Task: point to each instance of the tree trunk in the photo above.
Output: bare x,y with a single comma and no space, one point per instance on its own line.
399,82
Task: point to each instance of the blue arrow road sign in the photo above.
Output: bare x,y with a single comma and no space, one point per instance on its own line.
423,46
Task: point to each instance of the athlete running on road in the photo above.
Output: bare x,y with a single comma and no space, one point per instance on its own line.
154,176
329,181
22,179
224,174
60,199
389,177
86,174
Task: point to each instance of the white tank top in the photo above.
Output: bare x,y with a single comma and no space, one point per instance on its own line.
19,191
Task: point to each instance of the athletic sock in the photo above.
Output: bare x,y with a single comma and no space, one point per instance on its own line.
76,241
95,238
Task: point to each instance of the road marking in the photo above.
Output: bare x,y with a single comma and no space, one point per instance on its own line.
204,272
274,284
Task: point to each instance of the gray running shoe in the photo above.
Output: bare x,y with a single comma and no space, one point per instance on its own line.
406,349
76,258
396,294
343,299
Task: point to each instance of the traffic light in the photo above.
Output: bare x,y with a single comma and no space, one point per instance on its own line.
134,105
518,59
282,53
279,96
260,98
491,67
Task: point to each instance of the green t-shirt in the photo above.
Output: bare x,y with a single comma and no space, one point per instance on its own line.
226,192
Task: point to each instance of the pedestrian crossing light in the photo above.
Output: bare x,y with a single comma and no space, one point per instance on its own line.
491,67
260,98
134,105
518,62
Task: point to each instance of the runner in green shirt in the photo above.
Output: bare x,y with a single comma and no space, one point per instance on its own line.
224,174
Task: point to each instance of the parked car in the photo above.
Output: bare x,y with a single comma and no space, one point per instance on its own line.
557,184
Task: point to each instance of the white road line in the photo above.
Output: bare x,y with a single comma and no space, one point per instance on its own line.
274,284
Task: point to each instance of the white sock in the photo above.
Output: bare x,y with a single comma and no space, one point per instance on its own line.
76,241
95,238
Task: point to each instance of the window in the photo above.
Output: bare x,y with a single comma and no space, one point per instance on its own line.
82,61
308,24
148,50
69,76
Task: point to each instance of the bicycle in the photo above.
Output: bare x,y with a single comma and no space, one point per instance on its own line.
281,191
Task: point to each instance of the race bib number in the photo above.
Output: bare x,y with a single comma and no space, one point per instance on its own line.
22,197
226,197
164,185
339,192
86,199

□ □ □ □

> _THE REQUEST_: Rewrite the records above with every occurrence of "point to each instance of" changed to "mark every instance of", keeping all other text the same.

> _TASK OUTPUT_:
Task: mark every instance of the tree trunk in the photo above.
Output: bare x,y with a single comma and no space, one point per instance on its own line.
399,82
Task: mark every instance of the blue arrow road sign in the photo above.
Output: bare x,y with a single comma and no space, one point per instance on its own line.
423,46
Task: mark every instance of the athlete running on road in the photo above.
Output: bare x,y with a single comma and no space, one point per instance on its own line.
154,176
329,181
22,179
224,174
60,199
389,177
86,174
Task: mark every instance of the white tank top in the photo above.
Output: bare x,y with a single comma and no space, one point per instance on its own line.
19,191
Task: mark every instance of the athletic sock in the photo above.
Output: bare x,y with a single comma and no space, one point per instance on its own line.
76,241
95,238
Task: mark every instance of the road marking in the photo above.
Output: bare x,y with a single comma and no space, one point per instance on its own line.
204,272
274,284
Task: mark every instance of the gray running shoe in the photo above.
Output: bare x,y with a single comma and no space, one point per instance on its own line.
406,349
76,258
396,294
343,299
Task: mark every instance of the traffic light in the photo above.
Output: bare x,y with a single comma and no space, one point per instance on its own line.
134,105
518,59
282,53
279,96
260,98
491,67
Task: mark every instance of the green t-shirt in the photo above.
Output: bare x,y with a single comma and no space, one point per instance on its own line.
226,192
Task: mark every instance of the pedestrian crossing light in the photo above.
Output: bare x,y with a single comma and no space, one point per instance on its own line.
491,67
260,98
134,105
518,62
Task: mark every instance of the runner in green shirt in the photo above.
Output: bare x,y with a single comma and no space, one point per instance on its own line.
224,174
Task: mark every instance of the parked car in the photo above.
Output: bare x,y with a single comma and no space, one point per instance on its own line.
557,184
Task: mark every instance of the white road line in the photo above.
Output: bare x,y with a single comma and no space, one point per instance on its own line.
274,284
Task: mark every instance of the white sock in the photo above.
Output: bare x,y with a single comma and no space, one point per instance on its own line.
76,241
95,238
Task: mark every instance of the window in the photo above.
Output: bare x,y with a single comma and no space, one point per instance on its own line.
82,61
308,24
148,50
69,76
Task: mark every instance of the bicycle in the photo above.
Output: bare x,y with a single comma and no space, one point per instance on its own line.
281,191
Task: mark every instance of the race bib number in the photo above.
Output: bare x,y with a single comma and no space, one point per instance on its own line.
22,197
226,197
164,185
339,192
86,199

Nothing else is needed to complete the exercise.